- [Provided entries]
Segment Open

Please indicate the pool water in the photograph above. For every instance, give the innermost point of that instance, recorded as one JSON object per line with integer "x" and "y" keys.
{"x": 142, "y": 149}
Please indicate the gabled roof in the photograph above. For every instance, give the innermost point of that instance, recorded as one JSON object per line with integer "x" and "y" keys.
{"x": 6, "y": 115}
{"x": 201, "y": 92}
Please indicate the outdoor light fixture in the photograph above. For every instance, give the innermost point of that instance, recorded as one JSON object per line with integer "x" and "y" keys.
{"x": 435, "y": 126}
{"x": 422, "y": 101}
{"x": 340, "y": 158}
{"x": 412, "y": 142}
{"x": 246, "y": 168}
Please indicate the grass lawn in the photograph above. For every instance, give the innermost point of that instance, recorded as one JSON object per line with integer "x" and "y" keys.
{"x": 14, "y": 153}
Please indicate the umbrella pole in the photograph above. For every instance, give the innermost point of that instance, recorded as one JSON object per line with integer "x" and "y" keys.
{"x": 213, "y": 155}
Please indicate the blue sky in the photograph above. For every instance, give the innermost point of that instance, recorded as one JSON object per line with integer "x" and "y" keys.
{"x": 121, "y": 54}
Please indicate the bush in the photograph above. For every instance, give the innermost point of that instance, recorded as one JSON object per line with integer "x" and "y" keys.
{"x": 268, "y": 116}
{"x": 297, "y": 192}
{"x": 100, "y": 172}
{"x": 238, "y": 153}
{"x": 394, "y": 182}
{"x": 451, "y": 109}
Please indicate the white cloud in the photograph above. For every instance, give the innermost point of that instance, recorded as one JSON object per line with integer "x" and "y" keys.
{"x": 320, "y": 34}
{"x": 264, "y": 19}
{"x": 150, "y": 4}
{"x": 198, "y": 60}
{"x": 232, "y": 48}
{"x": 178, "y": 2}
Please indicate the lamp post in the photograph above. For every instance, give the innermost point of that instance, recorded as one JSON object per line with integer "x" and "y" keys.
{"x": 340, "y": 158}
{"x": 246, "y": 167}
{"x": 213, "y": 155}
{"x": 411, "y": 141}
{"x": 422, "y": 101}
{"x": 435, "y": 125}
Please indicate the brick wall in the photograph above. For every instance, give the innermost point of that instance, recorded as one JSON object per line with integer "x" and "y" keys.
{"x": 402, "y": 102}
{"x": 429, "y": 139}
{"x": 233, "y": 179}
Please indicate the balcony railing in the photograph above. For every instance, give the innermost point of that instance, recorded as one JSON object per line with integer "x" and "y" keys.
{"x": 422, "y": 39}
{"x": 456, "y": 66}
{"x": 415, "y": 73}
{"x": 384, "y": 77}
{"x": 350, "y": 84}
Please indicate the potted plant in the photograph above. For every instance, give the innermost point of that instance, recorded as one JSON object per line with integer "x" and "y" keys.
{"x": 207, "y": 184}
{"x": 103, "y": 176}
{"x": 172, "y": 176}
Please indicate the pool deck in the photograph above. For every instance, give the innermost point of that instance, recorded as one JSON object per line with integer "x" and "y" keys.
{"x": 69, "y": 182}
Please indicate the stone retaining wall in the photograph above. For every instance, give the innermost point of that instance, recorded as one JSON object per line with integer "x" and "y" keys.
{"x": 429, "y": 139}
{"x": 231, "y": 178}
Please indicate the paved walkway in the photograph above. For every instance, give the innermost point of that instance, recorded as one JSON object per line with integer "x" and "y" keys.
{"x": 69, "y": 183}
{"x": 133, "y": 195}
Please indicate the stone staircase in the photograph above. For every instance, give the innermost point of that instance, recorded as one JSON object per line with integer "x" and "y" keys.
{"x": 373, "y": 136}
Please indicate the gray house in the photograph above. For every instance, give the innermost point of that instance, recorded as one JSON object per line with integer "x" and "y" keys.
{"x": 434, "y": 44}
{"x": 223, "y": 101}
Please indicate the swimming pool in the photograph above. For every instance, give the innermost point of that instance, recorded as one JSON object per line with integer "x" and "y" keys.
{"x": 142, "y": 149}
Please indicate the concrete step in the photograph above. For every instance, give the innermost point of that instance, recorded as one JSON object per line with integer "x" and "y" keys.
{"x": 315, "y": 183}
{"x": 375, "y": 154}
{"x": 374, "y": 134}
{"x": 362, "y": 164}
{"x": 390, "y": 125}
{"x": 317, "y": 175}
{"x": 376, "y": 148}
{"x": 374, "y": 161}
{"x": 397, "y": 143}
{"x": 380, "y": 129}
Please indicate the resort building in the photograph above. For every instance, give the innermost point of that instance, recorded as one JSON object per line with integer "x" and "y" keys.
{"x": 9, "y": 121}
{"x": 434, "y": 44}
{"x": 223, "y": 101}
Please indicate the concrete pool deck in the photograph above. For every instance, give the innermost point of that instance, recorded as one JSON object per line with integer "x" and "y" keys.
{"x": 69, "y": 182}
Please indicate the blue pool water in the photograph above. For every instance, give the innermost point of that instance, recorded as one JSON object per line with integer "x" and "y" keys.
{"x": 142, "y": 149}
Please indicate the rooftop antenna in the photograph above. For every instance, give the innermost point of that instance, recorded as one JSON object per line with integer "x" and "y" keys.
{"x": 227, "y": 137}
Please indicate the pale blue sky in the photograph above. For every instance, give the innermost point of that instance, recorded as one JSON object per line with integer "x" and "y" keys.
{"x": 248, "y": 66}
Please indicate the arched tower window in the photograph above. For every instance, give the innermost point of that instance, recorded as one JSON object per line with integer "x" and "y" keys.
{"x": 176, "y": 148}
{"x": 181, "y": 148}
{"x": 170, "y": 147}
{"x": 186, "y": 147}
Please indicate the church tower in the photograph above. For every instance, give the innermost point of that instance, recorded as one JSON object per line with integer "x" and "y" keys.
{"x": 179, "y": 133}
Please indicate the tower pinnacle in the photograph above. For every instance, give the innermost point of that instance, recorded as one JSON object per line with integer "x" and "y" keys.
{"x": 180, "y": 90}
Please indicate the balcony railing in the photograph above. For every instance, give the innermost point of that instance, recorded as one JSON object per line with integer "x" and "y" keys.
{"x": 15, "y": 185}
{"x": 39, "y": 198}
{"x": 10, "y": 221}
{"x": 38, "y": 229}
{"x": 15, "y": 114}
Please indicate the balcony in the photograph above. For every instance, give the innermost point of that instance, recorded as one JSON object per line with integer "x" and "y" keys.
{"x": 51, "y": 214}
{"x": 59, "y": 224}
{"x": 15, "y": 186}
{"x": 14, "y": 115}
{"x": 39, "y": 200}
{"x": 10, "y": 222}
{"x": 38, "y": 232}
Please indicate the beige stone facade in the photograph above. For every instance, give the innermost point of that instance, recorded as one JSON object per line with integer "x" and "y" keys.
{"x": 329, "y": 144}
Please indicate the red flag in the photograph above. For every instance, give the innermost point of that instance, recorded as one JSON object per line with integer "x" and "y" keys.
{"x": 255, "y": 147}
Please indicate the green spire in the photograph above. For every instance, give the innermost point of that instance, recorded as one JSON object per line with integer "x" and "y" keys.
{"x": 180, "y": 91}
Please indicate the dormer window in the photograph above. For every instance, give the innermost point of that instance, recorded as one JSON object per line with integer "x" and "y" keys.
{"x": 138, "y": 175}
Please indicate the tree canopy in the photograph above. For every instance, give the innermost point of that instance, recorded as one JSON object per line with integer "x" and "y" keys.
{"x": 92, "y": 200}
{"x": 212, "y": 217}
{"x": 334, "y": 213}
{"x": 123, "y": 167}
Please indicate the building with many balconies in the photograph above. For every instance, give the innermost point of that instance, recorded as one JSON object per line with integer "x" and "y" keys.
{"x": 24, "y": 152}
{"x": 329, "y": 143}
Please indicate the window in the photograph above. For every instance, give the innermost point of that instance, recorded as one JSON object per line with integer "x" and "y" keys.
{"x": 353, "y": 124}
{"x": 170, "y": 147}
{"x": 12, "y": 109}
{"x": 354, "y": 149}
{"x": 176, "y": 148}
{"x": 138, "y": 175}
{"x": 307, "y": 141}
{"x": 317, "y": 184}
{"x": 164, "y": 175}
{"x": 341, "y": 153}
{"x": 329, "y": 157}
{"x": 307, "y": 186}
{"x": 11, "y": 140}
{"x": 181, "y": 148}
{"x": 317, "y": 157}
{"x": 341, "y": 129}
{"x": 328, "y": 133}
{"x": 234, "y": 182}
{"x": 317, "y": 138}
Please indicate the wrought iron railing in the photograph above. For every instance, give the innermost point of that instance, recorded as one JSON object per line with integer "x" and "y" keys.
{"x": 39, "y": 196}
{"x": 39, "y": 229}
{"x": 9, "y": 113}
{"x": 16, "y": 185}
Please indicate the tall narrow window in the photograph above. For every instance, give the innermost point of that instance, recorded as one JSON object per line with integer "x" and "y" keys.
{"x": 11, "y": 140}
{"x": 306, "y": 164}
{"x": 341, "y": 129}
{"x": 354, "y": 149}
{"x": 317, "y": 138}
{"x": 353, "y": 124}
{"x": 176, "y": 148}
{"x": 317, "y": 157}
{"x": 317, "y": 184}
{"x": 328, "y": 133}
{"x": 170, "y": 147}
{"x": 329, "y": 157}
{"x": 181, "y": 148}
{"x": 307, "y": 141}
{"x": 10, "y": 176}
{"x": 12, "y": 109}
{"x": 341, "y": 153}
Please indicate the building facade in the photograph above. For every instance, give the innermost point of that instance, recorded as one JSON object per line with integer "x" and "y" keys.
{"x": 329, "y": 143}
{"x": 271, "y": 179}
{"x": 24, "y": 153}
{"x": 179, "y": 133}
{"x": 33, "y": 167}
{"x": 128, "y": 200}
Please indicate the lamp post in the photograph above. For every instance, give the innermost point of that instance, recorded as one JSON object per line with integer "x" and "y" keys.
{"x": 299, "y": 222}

Segment Closed

- [Aim of the exercise]
What you give back should be the lines from the one with "Please indicate the building facade" to the end of the data, copied exactly, both ends included.

- [Output for this task]
Please indicate the building facade in the photograph above. For every instance, give the innermost point of that instance, recorded as one JSON object per line with integer "x" and "y" keys.
{"x": 329, "y": 143}
{"x": 271, "y": 179}
{"x": 24, "y": 153}
{"x": 179, "y": 133}
{"x": 33, "y": 167}
{"x": 128, "y": 200}
Please indicate the lamp post in the photograph above. For every instance, give the innermost point of that instance, recorded as one JSON object per line with integer "x" and "y" keys.
{"x": 299, "y": 222}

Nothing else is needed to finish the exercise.